● What you need to do
[A] In the PostgreSQL question, which table is cust_code taken from?
[B] Please rewrite the PostgreSQL question from "WITH get_cust_code_for_cust_id AS" up to and including "the get_cust_code_for_cust_id query.", changing "get_cust_code_for_cust_id" to "cust_code_lookup".
[C] Go on with the PostgreSQL question, starting after its final sentence.

● Given text

----------

Using WITH clause with INSERT statement in POSTGRESQL

Neeraj Wadhwa picture Neeraj Wadhwa · May 16, 2018 · Viewed 12.2k times · Source

I have a requirement in which I need to get one column from another table and insert that column data with some other data into another table.

Example:

If the cust_id='11' then I need to get the cust_code from cust table (let's say it returns cust_code='ABCD') and then use that cust_code with some other data to insert into table_1 like so:

WITH get_cust_code_for_cust_id AS (
    SELECT cust_code FROM cust WHERE cust_id=11
)

INSERT INTO public.table_1(
    cust_code, issue, status, created_on)
    VALUES (SELECT cust_code FROM get_cust_code_for_cust_id, 'New Issue', 'Open', current_timestamp)

But this query does not work as we haven't called the get_cust_code_for_cust_id query.

My preference is some query with WITH clause but any other answer will also be appreciated.

----------

● Data extract
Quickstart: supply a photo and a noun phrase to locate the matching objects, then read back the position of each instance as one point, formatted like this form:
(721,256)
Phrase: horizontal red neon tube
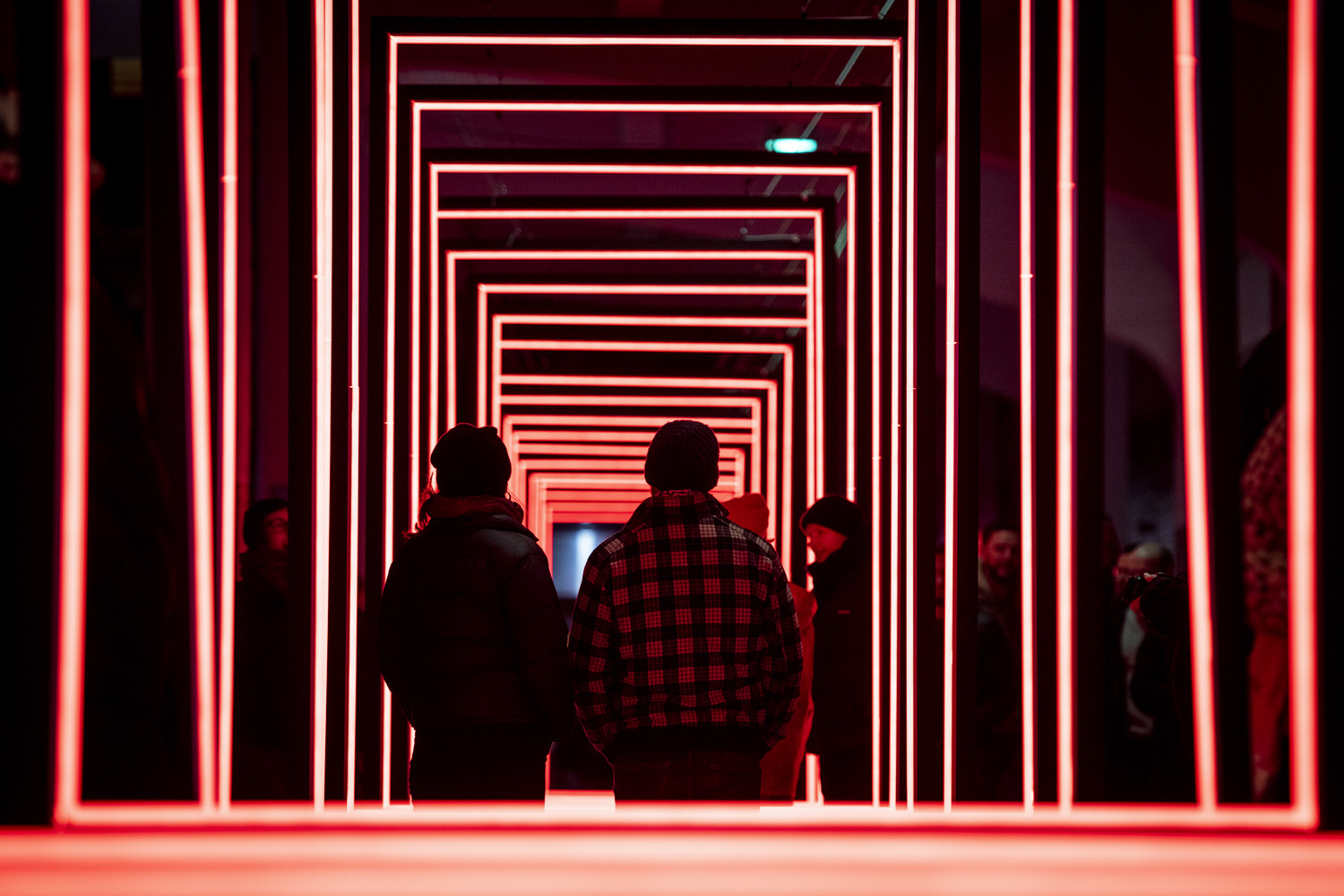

----------

● Task-by-task answers
[A] The cust table.

[B]
WITH cust_code_lookup AS (
    SELECT cust_code FROM cust WHERE cust_id=11
)

INSERT INTO public.table_1(
    cust_code, issue, status, created_on)
    VALUES (SELECT cust_code FROM cust_code_lookup, 'New Issue', 'Open', current_timestamp)

But this query does not work as we haven't called the cust_code_lookup query.

[C]
Answer

a_horse_with_no_name picture a_horse_with_no_name · May 16, 2018

If the source of an insert statement is a select do not use the VALUES keyword.

WITH get_cust_code_for_cust_id AS (
    SELECT cust_code 
    FROM cust 
    WHERE cust_id=11
)
INSERT INTO public.table_1 (cust_code, issue, status, created_on)
SELECT cust_code, 'New Issue', 'Open', current_timestamp 
FROM get_cust_code_for_cust_id;

You don't really need the CTE for this though:

INSERT INTO public.table_1 (cust_code, issue, status, created_on)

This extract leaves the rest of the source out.